• [Given task 1]
In the passage on Vavilov, which judge wrote the decisions in Radzevicius and Correa?
• [Given task 2]
Translate this sentence from the passage on Vavilov into French: "By contrast, some decisions in Ontario's Divisional Court fail to see a meaningful difference between Vavilov and the previous judicial review regime."
• [Given task 3]
Reproduce the part of the passage on Vavilov between "By contrast, some" and "at para 54).", inclusive, with no changes.
::: Given text
By their own admission, these cases take a harder look at the administrative decisions under review than one would have expected prior to Vavilov, especially in how they scrutinize the administrative decision-makers’ reasons. This seems fully consistent with Vavilov’s “reasons first” approach to judicial review (Vavilov, at para 84) and its clear rejection of the practice of judicial supplementation of reasons (Vavilov, at paras 96-97). Coupled with these changes, Vavilov introduces what one might call a “legal hard look review”. There is now an expectation that administrators will reason with reference to their enabling statutes and take account these statutes’ text, context, and purpose (Vavilov, at para 120). Their omissions in this regard can only be tolerated if they are minor (Vavilov, at para 122). But, as Richardson holds, a failure to justify a decision in relation to the statute at all will be fatal.
By contrast, some decisions in Ontario’s Divisional Court fail to see a meaningful difference between Vavilov and the previous judicial review regime. In Radzevicius v Workplace Safety and Insurance Appeals Tribunal, 2020 ONSC 319 , for example, Swinton J asserts that “Vavilov does not constitute a significant change in the law of judicial review with respect to the review of the reasons of administrative tribunals” (Radzevicius at para 57). She holds that, because there was no “fundamental flaw or gap in the Tribunal’s analysis”, the decision was reasonable (Radzevicius, at para 59). And in Correa v Ontario Civilian Police Commission, 2020 ONSC 133, Swinton J (writing for a differently composed panel) was similarly disposed, insisting that Vavilov did not impose a “more robust reasonableness review” (Correa, at para 54).
These cases divide on a basic question: is Vavilov reasonableness review more robust than what preceded it? The temptation is to fall on one or another side of this question, but the truth might be a bit more nuanced. The decisions we have just discussed suggest that, while Vavilov may impose more robust review in some circumstances, it is also possible that, in other cases, Vavilov will, indeed, not change the degree of deference.
In Richardson and Farrier, at issue were questions of legal interpretation: questions that required the decision-maker to engage with the enabling statute to determine the meaning, in context, of relevant provisions. A failure to engage with key elements of the statute, insofar as such a lack of consideration may change the result, is not reasonable, according to Vavilov (Vavilov, at para 122). It is probably fair to say that, at least when it comes to pure questions of statutory interpretation, reasonableness review may now take on a more interventionist flavour, particularly where decision-makers are not simply applying a statutory provision to facts but are actually attempting to determine the meaning of particular provisions. When decision-makers are interpreting a statute, Vavilov demands more of them than the cases it supersedes.
::::::
::: Recorded information
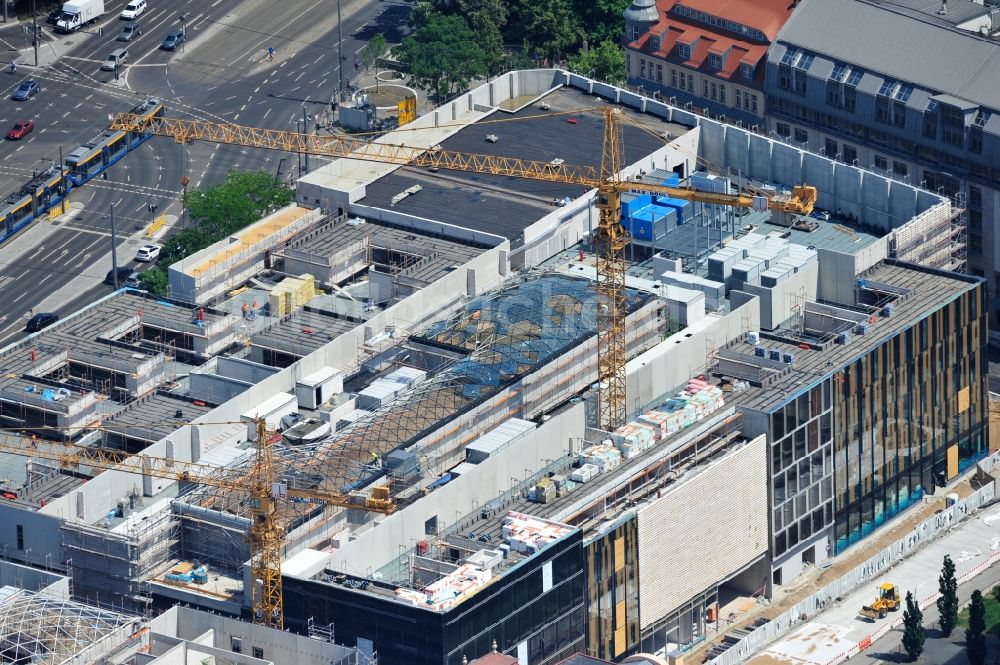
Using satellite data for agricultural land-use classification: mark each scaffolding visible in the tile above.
[891,194,966,273]
[59,504,181,612]
[0,591,139,665]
::::::
• [Task solution 1]
Swinton J

• [Task solution 2]
En revanche, certaines décisions de la Cour divisionnaire de l'Ontario ne voient pas de différence significative entre Vavilov et le régime antérieur de contrôle judiciaire.

• [Task solution 3]
By contrast, some decisions in Ontario’s Divisional Court fail to see a meaningful difference between Vavilov and the previous judicial review regime. In Radzevicius v Workplace Safety and Insurance Appeals Tribunal, 2020 ONSC 319 , for example, Swinton J asserts that “Vavilov does not constitute a significant change in the law of judicial review with respect to the review of the reasons of administrative tribunals” (Radzevicius at para 57). She holds that, because there was no “fundamental flaw or gap in the Tribunal’s analysis”, the decision was reasonable (Radzevicius, at para 59). And in Correa v Ontario Civilian Police Commission, 2020 ONSC 133, Swinton J (writing for a differently composed panel) was similarly disposed, insisting that Vavilov did not impose a “more robust reasonableness review” (Correa, at para 54).